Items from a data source
+ + +

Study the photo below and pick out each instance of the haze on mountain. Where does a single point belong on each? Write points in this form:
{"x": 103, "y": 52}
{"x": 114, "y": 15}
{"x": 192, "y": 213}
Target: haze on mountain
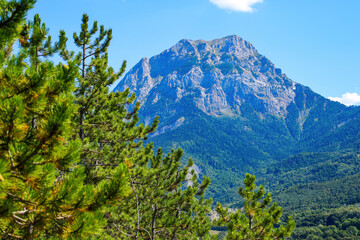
{"x": 233, "y": 111}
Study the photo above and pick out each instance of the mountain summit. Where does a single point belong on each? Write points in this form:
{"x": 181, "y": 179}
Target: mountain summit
{"x": 220, "y": 75}
{"x": 233, "y": 111}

+ + +

WORK ITEM: Where a line above contains the word "Write", show that line.

OUTPUT FOR THIS TASK:
Study the photo below and pick out each instance of the haze on mountain. Where does a single point belong on each? Write points in this form:
Study the photo above and pick out each instance of the mountain summit. Where does a single point belong on each? Write points in this form:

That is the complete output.